DATA RECORDS START

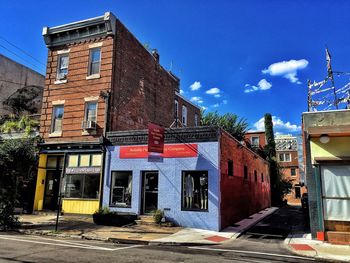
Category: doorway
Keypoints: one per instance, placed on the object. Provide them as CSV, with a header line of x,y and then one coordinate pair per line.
x,y
52,182
149,196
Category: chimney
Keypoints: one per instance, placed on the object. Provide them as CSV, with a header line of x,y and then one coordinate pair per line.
x,y
155,54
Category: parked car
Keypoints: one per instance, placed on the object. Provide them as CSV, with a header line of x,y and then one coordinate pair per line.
x,y
304,201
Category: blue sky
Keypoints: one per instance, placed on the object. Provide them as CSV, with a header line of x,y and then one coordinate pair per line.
x,y
245,57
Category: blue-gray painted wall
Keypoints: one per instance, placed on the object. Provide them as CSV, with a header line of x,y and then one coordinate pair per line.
x,y
169,185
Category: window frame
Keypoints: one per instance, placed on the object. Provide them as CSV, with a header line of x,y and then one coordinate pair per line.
x,y
59,62
91,50
230,168
183,174
54,118
111,189
184,115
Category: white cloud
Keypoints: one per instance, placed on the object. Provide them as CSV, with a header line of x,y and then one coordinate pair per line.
x,y
278,125
197,100
287,69
263,84
195,86
213,91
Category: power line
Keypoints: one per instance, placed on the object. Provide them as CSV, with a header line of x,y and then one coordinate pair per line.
x,y
23,51
15,54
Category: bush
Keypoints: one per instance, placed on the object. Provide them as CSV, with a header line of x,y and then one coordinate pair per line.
x,y
157,216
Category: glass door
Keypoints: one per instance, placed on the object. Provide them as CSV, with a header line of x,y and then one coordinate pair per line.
x,y
150,192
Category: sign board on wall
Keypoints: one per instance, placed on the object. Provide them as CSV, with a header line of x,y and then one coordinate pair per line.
x,y
170,151
155,138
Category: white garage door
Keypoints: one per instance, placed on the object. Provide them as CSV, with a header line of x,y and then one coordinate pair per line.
x,y
336,192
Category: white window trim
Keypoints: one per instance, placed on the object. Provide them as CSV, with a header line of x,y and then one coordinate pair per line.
x,y
97,75
90,100
56,133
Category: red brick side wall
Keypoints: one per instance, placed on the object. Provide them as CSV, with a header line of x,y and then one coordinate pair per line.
x,y
142,90
191,111
239,197
75,90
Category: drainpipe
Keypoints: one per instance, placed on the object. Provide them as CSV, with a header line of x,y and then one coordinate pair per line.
x,y
105,96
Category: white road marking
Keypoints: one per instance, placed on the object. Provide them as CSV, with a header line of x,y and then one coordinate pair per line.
x,y
64,243
250,252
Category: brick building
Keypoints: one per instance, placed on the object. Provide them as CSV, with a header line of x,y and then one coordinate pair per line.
x,y
204,179
99,78
288,159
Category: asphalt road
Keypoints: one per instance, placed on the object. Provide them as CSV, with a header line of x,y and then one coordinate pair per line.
x,y
25,248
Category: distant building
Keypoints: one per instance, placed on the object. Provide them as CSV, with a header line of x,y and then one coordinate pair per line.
x,y
13,77
326,136
288,159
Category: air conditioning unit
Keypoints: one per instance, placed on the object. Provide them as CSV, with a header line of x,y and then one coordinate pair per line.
x,y
89,125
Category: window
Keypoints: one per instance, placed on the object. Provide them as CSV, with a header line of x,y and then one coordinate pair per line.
x,y
184,115
230,168
292,172
90,111
255,141
284,157
95,61
121,189
176,109
57,119
195,190
62,66
245,172
85,160
82,186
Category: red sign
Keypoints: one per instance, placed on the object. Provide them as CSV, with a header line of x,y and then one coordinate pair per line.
x,y
155,138
170,151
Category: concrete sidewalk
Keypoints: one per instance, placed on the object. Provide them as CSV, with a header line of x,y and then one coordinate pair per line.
x,y
82,227
303,245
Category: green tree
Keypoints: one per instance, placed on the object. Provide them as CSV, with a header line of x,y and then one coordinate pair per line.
x,y
279,186
230,122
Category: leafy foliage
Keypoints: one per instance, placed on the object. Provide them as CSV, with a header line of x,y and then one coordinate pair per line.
x,y
230,122
25,124
18,160
279,185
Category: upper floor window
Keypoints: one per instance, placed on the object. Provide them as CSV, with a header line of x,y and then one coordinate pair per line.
x,y
62,66
230,168
57,117
255,141
184,115
90,115
284,157
292,172
176,109
95,61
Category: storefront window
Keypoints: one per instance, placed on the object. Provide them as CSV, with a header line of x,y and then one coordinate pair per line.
x,y
195,190
82,186
121,188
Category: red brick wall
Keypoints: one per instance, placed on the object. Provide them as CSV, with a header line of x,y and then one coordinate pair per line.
x,y
239,197
142,90
191,111
75,90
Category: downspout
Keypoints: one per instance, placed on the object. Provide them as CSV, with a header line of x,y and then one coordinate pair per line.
x,y
106,96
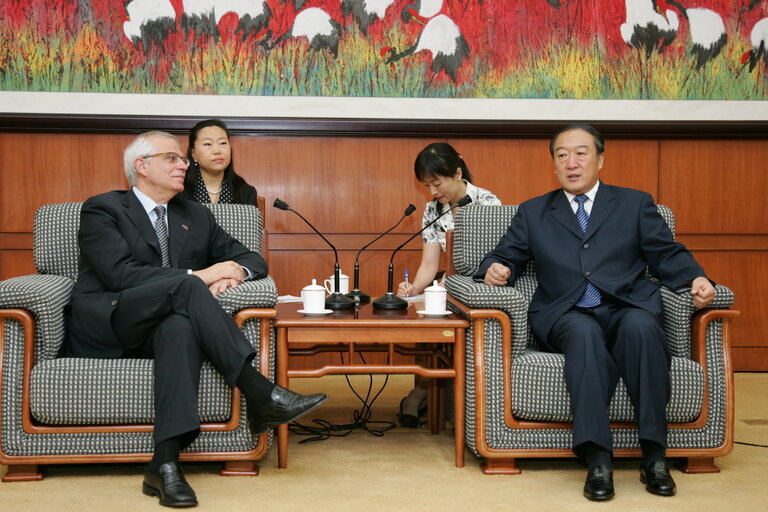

DATA RECORDS END

Could you filter the entries above for lines holding the string "wall" and copy them?

■ **WRITTEN RESPONSE**
Category: blue-gray painted wall
Category: sign board on wall
Category: red brick side wall
Category: red brick wall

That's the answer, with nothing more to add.